_Work item 1_. In the column on Anthony Griffin, what reason does Gould give for why Griffin could not continue as Penrith coach? Answer in one to three sentences.
_Work item 2_. Print the portion of the column on Anthony Griffin starting with "While Gould has" and going on through "Broncos, Griffin said.".

_Page excerpt_.
══════

The truth according to Anthony Griffin
WHEN two men fall out, there is always two sides to the story.
It pays to listen to both before deciding which one you want to believe.
Everyone tells it how they see it, or want to remember it. And there is no better storyteller in rugby league than Phil Gould.
Gus makes ME believe fairytales do come true. That there is a pot of gold at the end of every rainbow. Or a train wreck on every turn.
Sometimes it looks to me like it depends on what mood Gus wakes up in on any given day.
Anthony Griffin, by his own admission, is different. He speaks slowly. Doesn't use big words. As he proudly puts it: "I'm from Queensland."
We were sitting at Fox Sports' Artarmon studios waiting for Griffin to turn up for an 11am briefing to talk through what would be discussed on Fox NRL 360.
None of us were quite sure what to expect, given Griffin hadn't said a word publicly since his sacking at Penrith on Monday.
I have always found him to be genuine and down to earth, though not the type who fights his battles publicly.
But he was left with no alternative.
Gould had already told us that Griffin was "old school" and that he had lost the dressing room. That was why he could not continue as Penrith coach, sacked with two years still to run on his contract.
There were eight people in the room and when Griffin took centre stage, no subject was off-limits.
He said from the start his intention was not to discredit Gould, but purely to defend the job he had done at Penrith.
To say the story he told differed dramatically from the one Gould had been putting out was a massive understatement.
While Gould has sold himself on the fact that he is the man who has masterminded this rebuild from the ground up at Penrith in recent years, Griffin remembers it differently.
The 51-year-old took us back to when he was in charge at the Broncos and how Gould had come to him and Brisbane chief executive Paul White on a reconnaissance mission.
Griffin recalled how he had just returned from a fact-finding mission to the United States to learn the latest about sports science and training techniques. Gould had been fascinated by the system and structures in place at the Broncos, Griffin said.
At the time, you may remember, Penrith were not producing near the talent they have in the years since Griffin's arrival.
And they were in the foetal position when Griffin took over.
Penrith played off for the wooden spoon the year before Griffin arrived and instead of sleep testing and high performance, training systems he brought with him, it was more like KFC and a lap around the oval.
Griffin always figured Queenslanders did it differently from the quick fix favoured in NSW.
Gould wanted what Brisbane had. So he headhunted Griffin.
Griffin believed you had to build a whole club from within. It was the only way to control the work ethic and a culture, the good recruitment.
If you get the right people on the park at the right time of their careers and keep them healthy and defend well, you will find a way to make it successful.
Griffin stayed patient with that philosophy and it worked.

══════

_Entries provided_.
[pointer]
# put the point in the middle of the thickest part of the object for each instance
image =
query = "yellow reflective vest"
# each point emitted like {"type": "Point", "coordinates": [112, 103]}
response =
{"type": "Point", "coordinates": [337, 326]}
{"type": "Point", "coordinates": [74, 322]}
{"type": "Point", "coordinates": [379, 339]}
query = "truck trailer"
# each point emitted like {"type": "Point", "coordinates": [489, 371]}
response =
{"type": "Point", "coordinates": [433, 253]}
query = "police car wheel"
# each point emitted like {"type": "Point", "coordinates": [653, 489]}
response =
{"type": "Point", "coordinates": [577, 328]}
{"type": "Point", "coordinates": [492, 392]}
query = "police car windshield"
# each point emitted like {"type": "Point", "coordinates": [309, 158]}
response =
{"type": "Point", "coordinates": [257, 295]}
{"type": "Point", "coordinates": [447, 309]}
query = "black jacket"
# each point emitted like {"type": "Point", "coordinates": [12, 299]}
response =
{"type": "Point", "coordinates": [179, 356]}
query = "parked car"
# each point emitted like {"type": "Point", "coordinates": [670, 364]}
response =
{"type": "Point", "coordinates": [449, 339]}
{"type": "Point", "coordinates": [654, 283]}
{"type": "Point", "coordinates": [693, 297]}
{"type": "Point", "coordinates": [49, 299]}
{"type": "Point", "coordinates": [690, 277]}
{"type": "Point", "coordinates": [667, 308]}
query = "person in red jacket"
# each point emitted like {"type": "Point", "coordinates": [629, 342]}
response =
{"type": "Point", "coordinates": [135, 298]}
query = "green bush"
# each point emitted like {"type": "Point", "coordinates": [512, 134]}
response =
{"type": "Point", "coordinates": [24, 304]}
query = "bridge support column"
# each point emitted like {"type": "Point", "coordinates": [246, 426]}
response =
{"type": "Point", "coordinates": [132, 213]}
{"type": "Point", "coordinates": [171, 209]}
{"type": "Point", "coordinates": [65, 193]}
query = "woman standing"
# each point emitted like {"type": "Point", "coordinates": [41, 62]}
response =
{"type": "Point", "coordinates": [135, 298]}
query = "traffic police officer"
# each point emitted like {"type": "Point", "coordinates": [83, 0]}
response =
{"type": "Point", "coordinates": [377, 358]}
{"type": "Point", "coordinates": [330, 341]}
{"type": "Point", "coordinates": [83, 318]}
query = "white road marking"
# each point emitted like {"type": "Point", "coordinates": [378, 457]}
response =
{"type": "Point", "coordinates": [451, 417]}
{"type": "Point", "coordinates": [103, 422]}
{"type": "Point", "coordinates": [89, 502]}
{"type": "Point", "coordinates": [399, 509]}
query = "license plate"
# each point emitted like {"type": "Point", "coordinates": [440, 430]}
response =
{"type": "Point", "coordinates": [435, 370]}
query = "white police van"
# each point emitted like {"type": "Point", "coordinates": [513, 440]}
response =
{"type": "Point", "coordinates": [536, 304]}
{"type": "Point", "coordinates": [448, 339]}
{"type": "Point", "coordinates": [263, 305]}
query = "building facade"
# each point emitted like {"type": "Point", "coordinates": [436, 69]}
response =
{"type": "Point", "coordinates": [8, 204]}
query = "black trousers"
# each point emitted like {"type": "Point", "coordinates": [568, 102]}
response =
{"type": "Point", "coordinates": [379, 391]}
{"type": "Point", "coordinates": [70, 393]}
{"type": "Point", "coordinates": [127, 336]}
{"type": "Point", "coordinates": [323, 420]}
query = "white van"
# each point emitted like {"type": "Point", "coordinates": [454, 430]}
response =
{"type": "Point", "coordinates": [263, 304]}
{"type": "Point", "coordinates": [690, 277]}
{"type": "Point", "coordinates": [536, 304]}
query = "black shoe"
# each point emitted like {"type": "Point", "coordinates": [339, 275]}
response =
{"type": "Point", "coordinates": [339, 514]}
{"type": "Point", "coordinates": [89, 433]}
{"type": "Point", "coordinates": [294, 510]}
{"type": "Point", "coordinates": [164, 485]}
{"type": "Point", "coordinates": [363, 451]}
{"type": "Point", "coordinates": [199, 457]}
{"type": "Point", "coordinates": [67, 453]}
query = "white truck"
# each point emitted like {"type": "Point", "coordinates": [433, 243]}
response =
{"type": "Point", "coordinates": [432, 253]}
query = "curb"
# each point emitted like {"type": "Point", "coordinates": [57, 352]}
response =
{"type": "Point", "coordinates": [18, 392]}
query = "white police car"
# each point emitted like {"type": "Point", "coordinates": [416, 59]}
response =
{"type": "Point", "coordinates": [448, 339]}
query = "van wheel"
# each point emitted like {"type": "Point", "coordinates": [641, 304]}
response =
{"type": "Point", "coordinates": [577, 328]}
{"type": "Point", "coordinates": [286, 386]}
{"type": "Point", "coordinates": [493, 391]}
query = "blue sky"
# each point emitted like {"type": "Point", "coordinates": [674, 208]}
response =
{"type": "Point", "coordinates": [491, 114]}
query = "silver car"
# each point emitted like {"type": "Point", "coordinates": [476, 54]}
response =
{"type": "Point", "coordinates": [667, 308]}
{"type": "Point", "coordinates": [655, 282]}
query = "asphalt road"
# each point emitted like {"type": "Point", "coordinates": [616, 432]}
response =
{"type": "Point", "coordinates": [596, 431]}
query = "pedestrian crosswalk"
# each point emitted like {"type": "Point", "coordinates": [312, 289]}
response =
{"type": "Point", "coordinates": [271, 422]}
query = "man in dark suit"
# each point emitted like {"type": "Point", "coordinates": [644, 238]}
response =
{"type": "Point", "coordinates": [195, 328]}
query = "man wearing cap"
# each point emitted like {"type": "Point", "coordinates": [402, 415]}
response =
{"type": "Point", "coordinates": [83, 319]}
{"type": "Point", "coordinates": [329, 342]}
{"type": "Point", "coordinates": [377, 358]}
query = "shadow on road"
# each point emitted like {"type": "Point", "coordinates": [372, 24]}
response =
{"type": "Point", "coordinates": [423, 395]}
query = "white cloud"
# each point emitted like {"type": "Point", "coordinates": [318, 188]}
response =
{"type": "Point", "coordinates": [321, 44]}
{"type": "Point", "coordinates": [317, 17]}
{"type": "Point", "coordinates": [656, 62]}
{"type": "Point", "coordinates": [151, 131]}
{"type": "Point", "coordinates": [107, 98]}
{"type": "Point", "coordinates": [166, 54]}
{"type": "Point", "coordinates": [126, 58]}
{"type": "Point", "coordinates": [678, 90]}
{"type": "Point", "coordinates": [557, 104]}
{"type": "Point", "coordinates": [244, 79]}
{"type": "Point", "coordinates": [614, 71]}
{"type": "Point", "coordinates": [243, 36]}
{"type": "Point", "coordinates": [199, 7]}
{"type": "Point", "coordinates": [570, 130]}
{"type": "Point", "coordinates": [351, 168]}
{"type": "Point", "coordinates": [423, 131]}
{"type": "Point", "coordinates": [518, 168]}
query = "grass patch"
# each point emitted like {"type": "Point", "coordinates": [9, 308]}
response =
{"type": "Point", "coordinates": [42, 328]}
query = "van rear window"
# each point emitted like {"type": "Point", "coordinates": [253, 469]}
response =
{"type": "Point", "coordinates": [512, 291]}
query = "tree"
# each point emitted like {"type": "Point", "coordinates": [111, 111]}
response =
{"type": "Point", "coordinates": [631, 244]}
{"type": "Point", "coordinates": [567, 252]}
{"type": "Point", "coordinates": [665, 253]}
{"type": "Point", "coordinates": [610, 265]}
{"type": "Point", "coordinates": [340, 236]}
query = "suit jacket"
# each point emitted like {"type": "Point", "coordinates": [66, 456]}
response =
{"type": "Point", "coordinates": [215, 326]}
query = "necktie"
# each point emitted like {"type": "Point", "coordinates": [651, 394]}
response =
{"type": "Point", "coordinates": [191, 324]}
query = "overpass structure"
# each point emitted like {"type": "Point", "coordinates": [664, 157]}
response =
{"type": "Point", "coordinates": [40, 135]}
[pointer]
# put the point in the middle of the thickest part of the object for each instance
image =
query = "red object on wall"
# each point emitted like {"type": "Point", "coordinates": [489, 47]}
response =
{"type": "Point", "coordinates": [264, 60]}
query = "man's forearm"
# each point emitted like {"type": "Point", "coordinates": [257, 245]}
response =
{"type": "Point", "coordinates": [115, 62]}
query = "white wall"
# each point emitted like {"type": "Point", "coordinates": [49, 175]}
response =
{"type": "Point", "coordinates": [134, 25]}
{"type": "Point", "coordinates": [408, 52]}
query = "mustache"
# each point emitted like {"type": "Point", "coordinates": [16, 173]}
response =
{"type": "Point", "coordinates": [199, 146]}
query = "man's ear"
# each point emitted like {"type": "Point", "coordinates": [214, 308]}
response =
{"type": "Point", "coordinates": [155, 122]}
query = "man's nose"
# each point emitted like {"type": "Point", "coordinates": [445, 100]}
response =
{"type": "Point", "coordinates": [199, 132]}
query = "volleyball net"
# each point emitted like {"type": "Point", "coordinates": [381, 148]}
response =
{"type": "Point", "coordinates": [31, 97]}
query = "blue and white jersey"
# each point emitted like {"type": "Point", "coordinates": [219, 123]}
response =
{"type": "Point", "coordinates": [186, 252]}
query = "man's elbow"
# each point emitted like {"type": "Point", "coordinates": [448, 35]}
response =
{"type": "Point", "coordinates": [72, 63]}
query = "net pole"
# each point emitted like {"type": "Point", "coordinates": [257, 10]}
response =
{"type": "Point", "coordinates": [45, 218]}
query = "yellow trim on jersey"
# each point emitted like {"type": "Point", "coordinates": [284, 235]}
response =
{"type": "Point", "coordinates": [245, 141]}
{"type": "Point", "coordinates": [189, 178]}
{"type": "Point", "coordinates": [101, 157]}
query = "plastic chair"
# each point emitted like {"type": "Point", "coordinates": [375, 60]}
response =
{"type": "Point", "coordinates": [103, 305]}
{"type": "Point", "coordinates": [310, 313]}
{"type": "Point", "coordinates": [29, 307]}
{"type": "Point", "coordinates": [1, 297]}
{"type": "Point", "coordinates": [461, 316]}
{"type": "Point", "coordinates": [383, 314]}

══════

_Worked solution 1_. Gould said Griffin was "old school" and had lost the dressing room. According to Gould, that was why Griffin could not continue as Penrith coach, even with two years still to run on his contract.

_Worked solution 2_.
While Gould has sold himself on the fact that he is the man who has masterminded this rebuild from the ground up at Penrith in recent years, Griffin remembers it differently.
The 51-year-old took us back to when he was in charge at the Broncos and how Gould had come to him and Brisbane chief executive Paul White on a reconnaissance mission.
Griffin recalled how he had just returned from a fact-finding mission to the United States to learn the latest about sports science and training techniques. Gould had been fascinated by the system and structures in place at the Broncos, Griffin said.